Exactly the lines below from the one with "box: [44, 170, 55, 195]" up to and including the one with "315L533 329L600 344L596" make up the answer, with nothing else added.

[[ EXERCISE INPUT, beginning ]]

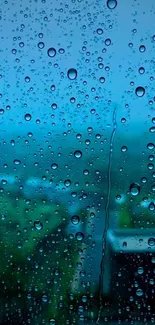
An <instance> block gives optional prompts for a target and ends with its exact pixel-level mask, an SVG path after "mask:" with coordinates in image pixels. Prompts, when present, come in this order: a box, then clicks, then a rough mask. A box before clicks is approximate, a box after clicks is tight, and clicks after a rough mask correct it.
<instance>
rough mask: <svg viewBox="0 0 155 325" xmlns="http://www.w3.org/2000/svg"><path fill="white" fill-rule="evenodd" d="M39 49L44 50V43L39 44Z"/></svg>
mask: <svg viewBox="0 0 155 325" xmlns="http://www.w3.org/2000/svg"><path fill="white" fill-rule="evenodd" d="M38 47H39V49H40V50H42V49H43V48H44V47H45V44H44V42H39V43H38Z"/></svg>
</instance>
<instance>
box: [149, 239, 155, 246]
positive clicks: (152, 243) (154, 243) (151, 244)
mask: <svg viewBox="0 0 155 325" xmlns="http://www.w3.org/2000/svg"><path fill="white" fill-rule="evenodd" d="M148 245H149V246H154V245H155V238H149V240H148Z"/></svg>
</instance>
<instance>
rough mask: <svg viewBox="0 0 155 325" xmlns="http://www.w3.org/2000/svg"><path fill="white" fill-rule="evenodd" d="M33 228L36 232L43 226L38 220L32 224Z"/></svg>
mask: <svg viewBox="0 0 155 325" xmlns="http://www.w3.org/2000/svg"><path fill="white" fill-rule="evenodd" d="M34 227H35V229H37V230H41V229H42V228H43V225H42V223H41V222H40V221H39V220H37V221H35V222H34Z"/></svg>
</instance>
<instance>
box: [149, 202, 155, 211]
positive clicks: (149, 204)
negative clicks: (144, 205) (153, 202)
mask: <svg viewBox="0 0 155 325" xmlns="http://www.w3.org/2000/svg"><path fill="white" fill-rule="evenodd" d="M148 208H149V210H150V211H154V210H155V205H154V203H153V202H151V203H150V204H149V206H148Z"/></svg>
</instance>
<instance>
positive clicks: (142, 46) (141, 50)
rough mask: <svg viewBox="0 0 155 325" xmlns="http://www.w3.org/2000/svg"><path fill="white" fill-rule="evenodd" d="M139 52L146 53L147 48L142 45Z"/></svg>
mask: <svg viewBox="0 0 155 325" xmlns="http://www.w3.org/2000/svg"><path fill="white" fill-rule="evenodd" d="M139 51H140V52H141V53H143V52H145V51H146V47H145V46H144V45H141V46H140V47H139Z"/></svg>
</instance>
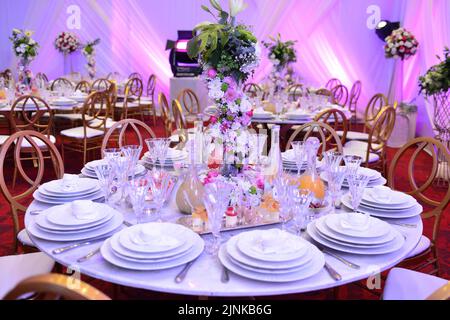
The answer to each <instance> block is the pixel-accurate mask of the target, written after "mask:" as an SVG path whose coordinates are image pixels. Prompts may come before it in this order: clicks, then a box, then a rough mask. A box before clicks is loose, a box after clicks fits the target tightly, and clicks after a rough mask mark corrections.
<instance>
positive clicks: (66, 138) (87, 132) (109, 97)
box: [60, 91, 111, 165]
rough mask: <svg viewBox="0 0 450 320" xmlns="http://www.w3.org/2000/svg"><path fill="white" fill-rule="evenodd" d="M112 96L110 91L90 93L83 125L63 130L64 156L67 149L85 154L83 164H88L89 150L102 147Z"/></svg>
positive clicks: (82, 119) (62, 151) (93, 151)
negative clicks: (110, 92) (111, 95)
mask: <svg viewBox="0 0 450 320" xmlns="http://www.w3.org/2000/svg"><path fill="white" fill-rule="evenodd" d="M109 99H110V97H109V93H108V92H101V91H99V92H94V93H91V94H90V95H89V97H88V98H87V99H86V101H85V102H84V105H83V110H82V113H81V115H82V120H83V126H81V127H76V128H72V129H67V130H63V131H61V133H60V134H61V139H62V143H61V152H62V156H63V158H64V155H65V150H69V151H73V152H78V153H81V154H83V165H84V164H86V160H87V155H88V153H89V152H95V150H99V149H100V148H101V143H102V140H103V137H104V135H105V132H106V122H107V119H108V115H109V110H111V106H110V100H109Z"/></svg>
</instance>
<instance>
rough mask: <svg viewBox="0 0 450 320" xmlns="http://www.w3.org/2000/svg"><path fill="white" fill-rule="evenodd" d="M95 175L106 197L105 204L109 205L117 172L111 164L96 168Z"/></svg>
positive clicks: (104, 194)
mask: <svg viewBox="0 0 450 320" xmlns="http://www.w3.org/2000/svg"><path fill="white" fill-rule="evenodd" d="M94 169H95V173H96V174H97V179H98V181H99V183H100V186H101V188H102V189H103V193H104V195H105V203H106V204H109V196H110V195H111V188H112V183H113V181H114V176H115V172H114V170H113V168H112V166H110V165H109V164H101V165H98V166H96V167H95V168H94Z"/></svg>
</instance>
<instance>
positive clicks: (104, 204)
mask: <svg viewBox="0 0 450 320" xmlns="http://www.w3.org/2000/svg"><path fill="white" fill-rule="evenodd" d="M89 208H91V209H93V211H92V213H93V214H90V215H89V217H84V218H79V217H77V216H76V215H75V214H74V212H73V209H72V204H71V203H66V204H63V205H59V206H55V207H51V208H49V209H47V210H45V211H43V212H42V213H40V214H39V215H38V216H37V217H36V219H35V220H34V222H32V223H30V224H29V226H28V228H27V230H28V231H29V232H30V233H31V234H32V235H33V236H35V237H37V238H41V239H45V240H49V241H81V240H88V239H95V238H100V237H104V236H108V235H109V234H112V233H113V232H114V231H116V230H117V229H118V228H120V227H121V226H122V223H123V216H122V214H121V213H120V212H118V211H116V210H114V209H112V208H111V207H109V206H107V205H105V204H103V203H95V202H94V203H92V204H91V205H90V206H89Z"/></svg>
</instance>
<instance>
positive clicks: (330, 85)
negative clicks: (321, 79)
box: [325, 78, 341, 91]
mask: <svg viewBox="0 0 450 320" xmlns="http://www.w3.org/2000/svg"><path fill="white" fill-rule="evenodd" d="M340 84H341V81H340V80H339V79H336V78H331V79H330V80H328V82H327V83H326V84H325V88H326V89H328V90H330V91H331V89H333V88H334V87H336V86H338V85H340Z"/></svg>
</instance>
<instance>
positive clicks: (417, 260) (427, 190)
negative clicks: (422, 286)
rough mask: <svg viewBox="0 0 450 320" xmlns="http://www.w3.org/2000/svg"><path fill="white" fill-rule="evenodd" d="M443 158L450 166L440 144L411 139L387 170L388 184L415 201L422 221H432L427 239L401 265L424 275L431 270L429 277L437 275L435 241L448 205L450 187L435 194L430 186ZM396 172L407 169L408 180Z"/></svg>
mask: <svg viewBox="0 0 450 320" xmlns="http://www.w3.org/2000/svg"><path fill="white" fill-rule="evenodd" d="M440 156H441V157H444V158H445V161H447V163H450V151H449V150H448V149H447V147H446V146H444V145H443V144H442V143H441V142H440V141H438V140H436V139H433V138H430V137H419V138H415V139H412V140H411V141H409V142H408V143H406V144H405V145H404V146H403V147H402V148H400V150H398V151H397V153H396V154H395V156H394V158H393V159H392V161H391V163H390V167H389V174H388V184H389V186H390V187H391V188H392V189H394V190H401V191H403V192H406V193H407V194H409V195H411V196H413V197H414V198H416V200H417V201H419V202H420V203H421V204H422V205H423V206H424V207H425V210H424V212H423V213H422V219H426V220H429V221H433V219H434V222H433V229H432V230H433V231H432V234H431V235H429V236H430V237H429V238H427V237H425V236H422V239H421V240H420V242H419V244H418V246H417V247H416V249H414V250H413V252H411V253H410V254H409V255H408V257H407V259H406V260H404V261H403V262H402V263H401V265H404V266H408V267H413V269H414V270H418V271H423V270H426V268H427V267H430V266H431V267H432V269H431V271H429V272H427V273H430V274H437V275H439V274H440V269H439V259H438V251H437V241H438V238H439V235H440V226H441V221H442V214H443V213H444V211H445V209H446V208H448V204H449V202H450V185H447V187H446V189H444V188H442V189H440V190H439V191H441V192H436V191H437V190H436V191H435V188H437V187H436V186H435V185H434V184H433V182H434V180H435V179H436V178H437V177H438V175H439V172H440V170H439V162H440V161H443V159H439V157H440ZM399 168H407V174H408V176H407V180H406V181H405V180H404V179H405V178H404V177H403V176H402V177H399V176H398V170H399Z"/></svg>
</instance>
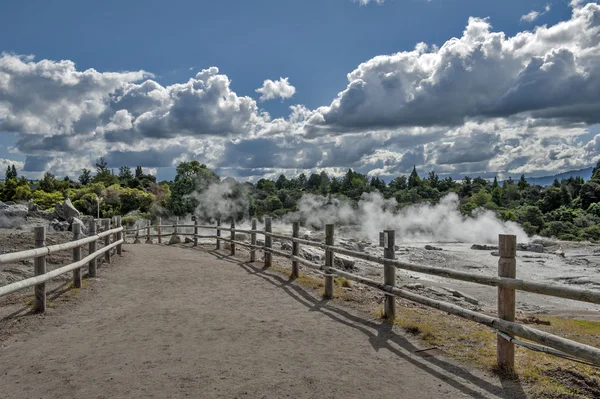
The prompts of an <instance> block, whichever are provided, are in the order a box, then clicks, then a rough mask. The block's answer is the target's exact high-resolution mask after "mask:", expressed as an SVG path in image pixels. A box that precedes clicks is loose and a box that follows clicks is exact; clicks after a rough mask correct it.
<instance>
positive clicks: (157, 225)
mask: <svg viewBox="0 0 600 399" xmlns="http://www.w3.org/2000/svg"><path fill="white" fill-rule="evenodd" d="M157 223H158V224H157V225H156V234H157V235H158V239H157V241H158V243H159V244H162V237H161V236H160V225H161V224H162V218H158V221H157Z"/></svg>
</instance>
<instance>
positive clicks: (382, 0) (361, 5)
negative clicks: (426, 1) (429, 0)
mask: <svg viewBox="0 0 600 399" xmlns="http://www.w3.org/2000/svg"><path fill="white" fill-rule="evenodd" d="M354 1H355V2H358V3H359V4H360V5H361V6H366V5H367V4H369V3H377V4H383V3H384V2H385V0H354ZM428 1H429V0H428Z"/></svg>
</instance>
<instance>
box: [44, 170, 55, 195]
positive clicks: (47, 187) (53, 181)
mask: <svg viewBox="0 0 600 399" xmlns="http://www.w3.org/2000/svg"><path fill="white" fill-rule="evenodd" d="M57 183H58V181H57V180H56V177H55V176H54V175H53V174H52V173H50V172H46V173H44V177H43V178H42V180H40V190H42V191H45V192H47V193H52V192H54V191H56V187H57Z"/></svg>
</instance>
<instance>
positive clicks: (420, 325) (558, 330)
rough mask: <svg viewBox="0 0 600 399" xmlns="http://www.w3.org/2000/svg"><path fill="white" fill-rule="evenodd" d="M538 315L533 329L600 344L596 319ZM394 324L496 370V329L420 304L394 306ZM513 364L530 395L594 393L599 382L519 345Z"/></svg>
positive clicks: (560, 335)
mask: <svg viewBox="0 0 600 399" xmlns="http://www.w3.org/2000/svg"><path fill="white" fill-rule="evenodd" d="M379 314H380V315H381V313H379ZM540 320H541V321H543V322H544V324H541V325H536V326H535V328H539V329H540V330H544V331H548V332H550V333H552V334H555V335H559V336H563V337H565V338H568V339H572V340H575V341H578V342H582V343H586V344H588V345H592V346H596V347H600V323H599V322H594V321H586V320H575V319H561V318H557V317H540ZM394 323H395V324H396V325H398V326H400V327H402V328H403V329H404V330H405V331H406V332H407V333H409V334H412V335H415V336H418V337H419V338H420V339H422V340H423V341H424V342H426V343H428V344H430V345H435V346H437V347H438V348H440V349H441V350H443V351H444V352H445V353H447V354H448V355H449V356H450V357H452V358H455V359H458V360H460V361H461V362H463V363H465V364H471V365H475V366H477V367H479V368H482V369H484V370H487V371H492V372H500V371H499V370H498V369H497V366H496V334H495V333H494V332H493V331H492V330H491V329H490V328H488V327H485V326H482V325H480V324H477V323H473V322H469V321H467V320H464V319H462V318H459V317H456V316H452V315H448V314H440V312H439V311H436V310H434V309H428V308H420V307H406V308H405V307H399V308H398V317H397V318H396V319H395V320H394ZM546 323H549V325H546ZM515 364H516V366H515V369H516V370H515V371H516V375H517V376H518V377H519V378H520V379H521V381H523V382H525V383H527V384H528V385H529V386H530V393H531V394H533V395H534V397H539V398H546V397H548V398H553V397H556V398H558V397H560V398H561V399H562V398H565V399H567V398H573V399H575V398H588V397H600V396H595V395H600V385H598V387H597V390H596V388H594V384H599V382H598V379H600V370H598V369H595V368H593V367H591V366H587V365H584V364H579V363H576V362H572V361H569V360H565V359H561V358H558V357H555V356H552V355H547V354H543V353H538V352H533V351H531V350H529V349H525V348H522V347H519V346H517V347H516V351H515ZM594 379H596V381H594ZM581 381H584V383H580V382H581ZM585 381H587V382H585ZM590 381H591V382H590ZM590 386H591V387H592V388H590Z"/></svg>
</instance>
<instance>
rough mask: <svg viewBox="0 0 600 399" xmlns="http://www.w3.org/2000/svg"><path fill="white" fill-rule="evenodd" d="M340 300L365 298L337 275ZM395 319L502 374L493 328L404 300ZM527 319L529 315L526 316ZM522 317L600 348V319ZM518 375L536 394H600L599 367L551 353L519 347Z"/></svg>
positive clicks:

[[ EXERCISE INPUT, end ]]

▸ **ANSWER AREA**:
box: [44, 170, 55, 195]
positive clicks: (47, 187) (53, 181)
mask: <svg viewBox="0 0 600 399" xmlns="http://www.w3.org/2000/svg"><path fill="white" fill-rule="evenodd" d="M57 183H58V181H57V180H56V177H55V176H54V175H53V174H52V173H50V172H46V173H44V177H43V178H42V180H40V190H42V191H45V192H47V193H52V192H54V191H56V187H57Z"/></svg>
</instance>
<instance>
positive clicks: (420, 325) (558, 330)
rough mask: <svg viewBox="0 0 600 399" xmlns="http://www.w3.org/2000/svg"><path fill="white" fill-rule="evenodd" d="M538 315L533 329L600 344L596 319ZM394 324L496 370V329L420 304L394 306ZM513 364L530 395L594 393L599 382L519 345Z"/></svg>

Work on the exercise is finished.